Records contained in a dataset
*** Block opens ***
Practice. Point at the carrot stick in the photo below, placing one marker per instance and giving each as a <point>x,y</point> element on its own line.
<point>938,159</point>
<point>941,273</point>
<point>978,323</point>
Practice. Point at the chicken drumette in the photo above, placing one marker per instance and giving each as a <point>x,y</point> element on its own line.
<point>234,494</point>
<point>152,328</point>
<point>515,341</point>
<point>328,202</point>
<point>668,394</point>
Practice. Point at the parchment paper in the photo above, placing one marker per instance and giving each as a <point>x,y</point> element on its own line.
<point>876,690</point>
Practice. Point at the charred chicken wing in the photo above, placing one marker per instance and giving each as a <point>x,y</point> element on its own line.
*** Block closes ***
TASK DESCRIPTION.
Each entry in the data must be copied exactly.

SOLUTION TO THE EXERCISE.
Practice. Point at the carrot stick in the photo below, placing one marker per instance and giving each as a <point>x,y</point> element on its own line.
<point>938,159</point>
<point>941,273</point>
<point>978,323</point>
Practice. Point at the chicken drumette in the photo above, placing one marker per instance and giving each as a <point>x,y</point> element on its own line.
<point>234,494</point>
<point>152,328</point>
<point>515,341</point>
<point>328,202</point>
<point>668,394</point>
Practice. Point at the parchment paper in the photo above, placing one marker per instance and giving each as a <point>x,y</point> element on its own line.
<point>876,690</point>
Practice. Point at the charred chicken wing in the photo above, placing one marker per instance and giving each as a <point>x,y</point> element on its own line.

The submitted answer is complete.